* [What is being asked]: Copy the entries below in full, keeping them exactly as they are.

Records supplied Block Start

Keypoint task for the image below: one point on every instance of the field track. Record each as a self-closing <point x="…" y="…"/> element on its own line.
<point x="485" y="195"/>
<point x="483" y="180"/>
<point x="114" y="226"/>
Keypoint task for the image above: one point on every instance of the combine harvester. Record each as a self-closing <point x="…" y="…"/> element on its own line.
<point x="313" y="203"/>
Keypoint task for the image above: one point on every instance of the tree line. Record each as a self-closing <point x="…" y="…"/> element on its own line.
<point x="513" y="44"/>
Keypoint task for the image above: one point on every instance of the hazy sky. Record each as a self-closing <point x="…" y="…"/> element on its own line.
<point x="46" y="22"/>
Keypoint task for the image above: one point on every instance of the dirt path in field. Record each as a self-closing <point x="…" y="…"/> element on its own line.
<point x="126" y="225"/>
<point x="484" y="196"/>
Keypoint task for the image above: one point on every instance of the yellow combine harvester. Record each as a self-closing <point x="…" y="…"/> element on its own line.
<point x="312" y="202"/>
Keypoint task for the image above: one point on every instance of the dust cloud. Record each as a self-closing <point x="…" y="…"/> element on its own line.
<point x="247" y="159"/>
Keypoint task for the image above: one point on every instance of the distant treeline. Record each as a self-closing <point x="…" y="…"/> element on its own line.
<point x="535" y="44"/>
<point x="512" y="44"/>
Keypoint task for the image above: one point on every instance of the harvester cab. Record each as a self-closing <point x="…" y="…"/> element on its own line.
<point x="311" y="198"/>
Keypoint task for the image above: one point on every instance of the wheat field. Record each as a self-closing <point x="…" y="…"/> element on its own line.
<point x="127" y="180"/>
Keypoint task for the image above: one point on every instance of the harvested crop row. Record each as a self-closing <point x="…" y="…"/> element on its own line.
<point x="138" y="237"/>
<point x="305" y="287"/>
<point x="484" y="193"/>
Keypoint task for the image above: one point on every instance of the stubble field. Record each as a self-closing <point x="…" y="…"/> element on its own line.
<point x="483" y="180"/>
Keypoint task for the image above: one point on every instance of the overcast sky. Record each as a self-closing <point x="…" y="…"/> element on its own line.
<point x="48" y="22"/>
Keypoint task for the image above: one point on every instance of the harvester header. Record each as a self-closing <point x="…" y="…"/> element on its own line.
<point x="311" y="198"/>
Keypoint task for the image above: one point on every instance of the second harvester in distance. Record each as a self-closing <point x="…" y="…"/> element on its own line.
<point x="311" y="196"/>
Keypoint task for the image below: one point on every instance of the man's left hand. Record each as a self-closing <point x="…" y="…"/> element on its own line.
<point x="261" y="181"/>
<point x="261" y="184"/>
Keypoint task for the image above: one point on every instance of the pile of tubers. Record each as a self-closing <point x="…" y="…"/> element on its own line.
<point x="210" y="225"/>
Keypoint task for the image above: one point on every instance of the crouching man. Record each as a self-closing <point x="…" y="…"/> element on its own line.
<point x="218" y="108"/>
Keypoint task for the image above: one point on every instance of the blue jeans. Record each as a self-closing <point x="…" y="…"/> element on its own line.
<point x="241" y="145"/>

Records supplied Block End

* [Response]:
Keypoint task for the image below: one point on every instance of the field track. Record each as a self-closing <point x="…" y="…"/> element on its own line.
<point x="485" y="195"/>
<point x="483" y="180"/>
<point x="114" y="226"/>
Keypoint task for the image above: one point on every instance of the combine harvester. Record each as a self-closing <point x="…" y="…"/> element on its own line.
<point x="313" y="203"/>
Keypoint task for the image above: one point on every instance of the tree line. Record each as a self-closing <point x="…" y="…"/> element on its own line.
<point x="513" y="44"/>
Keypoint task for the image above: one point on every instance of the hazy sky. Record each as a self-closing <point x="…" y="…"/> element on its own line.
<point x="46" y="22"/>
Keypoint task for the image above: one point on every instance of the dirt path in field. Record each as a self-closing <point x="…" y="…"/> element on its own line.
<point x="126" y="225"/>
<point x="484" y="196"/>
Keypoint task for the image above: one point on every instance of the yellow combine harvester. Record each as a self-closing <point x="…" y="…"/> element on its own line.
<point x="312" y="202"/>
Keypoint task for the image above: one point on every instance of the dust cloud. Record each as a self-closing <point x="…" y="…"/> element on its own line.
<point x="247" y="159"/>
Keypoint task for the image above: one point on every instance of the distant treeline. Record each as a self-closing <point x="…" y="…"/> element on its own line.
<point x="535" y="44"/>
<point x="512" y="44"/>
Keypoint task for the image above: one point on every instance of the harvester cab. Record each as a self-closing <point x="…" y="…"/> element on its own line.
<point x="311" y="198"/>
Keypoint task for the image above: one point on every instance of the wheat field. Record each as a self-closing <point x="…" y="…"/> element on its own line.
<point x="127" y="180"/>
Keypoint task for the image above: one point on every instance of the harvested crop row. Record each as a self-closing <point x="…" y="…"/> element on its own line.
<point x="138" y="237"/>
<point x="305" y="287"/>
<point x="484" y="193"/>
Keypoint task for the image above: one point on every instance of the stubble field. Record each as a self-closing <point x="…" y="…"/> element on its own line.
<point x="483" y="180"/>
Keypoint task for the image above: one point on every instance of the overcast sky. Record each as a self-closing <point x="…" y="…"/> element on its own line.
<point x="48" y="22"/>
Keypoint task for the image above: one point on every instance of the harvester header. Record each as a self-closing <point x="…" y="…"/> element on its own line.
<point x="311" y="198"/>
Keypoint task for the image above: one point on every instance of the second harvester in distance. Record each as a self-closing <point x="…" y="…"/> element on its own line.
<point x="311" y="196"/>
Keypoint task for the image below: one point on every instance of the man's left hand. Record each as a self-closing <point x="…" y="…"/> element on its own line.
<point x="261" y="181"/>
<point x="261" y="184"/>
Keypoint task for the image above: one point on every instance of the pile of tubers. Record each as a self-closing <point x="…" y="…"/> element on its own line.
<point x="210" y="225"/>
Keypoint task for the image above: one point on every instance of the crouching man. Record each as a self-closing <point x="…" y="…"/> element on its own line.
<point x="218" y="108"/>
Keypoint task for the image above: one point on every instance of the blue jeans. Record each as a self-closing <point x="…" y="…"/> element on its own line.
<point x="241" y="145"/>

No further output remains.